Location identification entries:
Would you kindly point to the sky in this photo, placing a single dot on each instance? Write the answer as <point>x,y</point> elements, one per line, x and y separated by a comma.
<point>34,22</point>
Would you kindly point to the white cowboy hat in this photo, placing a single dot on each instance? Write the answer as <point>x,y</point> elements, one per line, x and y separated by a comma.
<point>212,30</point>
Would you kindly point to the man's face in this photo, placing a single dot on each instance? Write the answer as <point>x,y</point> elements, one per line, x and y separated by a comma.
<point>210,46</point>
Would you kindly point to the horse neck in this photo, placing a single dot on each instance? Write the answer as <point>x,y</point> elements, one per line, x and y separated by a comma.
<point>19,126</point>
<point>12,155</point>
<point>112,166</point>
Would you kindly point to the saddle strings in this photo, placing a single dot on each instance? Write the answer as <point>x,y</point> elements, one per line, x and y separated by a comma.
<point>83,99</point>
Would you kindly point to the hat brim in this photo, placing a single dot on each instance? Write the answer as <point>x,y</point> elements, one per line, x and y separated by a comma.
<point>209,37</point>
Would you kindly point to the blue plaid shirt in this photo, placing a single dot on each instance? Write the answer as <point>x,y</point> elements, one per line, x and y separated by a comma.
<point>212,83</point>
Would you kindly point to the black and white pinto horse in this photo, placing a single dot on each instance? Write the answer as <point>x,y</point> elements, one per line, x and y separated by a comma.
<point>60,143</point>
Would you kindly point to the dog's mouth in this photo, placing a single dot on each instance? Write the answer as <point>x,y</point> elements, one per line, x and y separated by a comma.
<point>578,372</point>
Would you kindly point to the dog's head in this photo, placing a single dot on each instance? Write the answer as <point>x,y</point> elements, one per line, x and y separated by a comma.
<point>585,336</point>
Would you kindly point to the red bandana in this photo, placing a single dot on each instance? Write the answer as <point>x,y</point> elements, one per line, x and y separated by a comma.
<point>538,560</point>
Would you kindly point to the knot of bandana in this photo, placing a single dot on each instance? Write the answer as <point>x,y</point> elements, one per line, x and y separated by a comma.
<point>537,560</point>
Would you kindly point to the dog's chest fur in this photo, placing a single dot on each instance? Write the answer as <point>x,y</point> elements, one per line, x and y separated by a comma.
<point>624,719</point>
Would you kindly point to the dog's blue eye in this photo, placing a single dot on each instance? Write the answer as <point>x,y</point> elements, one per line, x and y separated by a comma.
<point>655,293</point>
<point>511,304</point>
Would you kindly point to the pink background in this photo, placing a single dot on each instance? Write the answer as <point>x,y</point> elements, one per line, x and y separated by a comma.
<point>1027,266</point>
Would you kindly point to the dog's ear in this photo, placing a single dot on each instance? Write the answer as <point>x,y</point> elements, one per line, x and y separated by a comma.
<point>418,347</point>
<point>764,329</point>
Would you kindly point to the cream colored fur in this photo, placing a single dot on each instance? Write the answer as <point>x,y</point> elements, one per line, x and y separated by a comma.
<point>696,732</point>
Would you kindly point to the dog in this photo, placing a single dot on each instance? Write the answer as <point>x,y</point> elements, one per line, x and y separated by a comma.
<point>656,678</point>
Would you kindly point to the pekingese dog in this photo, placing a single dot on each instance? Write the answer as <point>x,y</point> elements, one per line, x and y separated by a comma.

AIM
Reproduce the entire listing above verbatim, line for line.

OUTPUT
Would you kindly point to the sky in this photo, placing a single dot on each instance? Write the answer as <point>x,y</point> elements, one per line, x and y separated by a comma.
<point>34,22</point>
Would you kindly point to the white cowboy hat in this photo, placing a single dot on each instance? Write the answer as <point>x,y</point> elements, one per line, x and y separated by a comma.
<point>212,30</point>
Would you kindly point to the man's face in this photo, placing a single dot on each instance? Write the answer as <point>x,y</point> elements, one per line, x and y separated by a comma.
<point>210,46</point>
Would you kindly point to the horse neck in this photo, placing a single dot on each instance? Write the answer as <point>x,y</point> elements, one per line, x and y separated by a comma.
<point>19,126</point>
<point>12,155</point>
<point>112,166</point>
Would you kindly point to the saddle strings in this photo, placing a single dot on each instance? Write the answer as <point>x,y</point> elements, one per line, x and y separated by a comma.
<point>83,99</point>
Would you kindly point to the hat brim in this photo, placing a single dot on each instance? Write the answer as <point>x,y</point> elements, one per line, x and y separated by a comma.
<point>209,37</point>
Would you kindly point to the blue plaid shirt in this photo, placing a single dot on each instance? Write the answer as <point>x,y</point> elements, one per line, x and y separated by a comma.
<point>212,83</point>
Would you kindly point to the black and white pinto horse in this photo, placing a single dot on each instance? Write the answer as <point>x,y</point> elements, one per line, x and y separated by a comma.
<point>60,143</point>
Would you kindly point to the dog's mouth in this photo, placing a single dot on each instance? Write the answer as <point>x,y</point> elements, one per line, x and y separated by a comma.
<point>578,372</point>
Would you kindly point to the dog's head in this photo, placing a single dot on each instance? Write the answer as <point>x,y</point> elements, one per line, x and y separated by a comma.
<point>585,336</point>
Would you kindly point to the red bandana in this photo, placing a single dot on each instance? Write the answer as <point>x,y</point> elements, one per line, x and y separated by a comma.
<point>538,560</point>
Would you kindly point to the knot of bandana in this photo, placing a single dot on each instance? Write the answer as <point>x,y</point> elements, one per line, x and y separated by a comma.
<point>537,560</point>
Would you kindly point to the dog's chest fur in this photo, placing a single dot on each instance? Write the answer as <point>x,y</point> elements, one per line, x and y separated by a comma.
<point>624,719</point>
Would you kindly point to the dog's blue eye in this photo, placing a single dot on each instance? Write the answer as <point>x,y</point> elements, one per line, x and y separated by a comma.
<point>655,293</point>
<point>511,304</point>
Would you kindly point to the pink background in this photo, placing a single dot on each instance? Write the answer as <point>x,y</point> elements, one per line, x and y separated by a comma.
<point>1027,266</point>
Would you kindly point to the dog's ear in this photo, placing a single dot on each instance? Write the answer as <point>x,y</point> elements, one per line, x and y separated by a comma.
<point>418,347</point>
<point>764,329</point>
Would you kindly point to the cream colored fur in this photo, placing a single dot on each instance? Write the answer as <point>x,y</point> elements, one per line, x and y separated by a comma.
<point>696,732</point>
Would you kindly point to the dog in this photo, placing a single dot on each instance? Write the answer as <point>x,y</point> elements, one per line, x and y separated by a comma.
<point>656,678</point>
Would you kindly point to the pekingese dog in this photo, placing a single dot on each instance? Write the answer as <point>x,y</point> elements, one per line, x and y separated by a comma.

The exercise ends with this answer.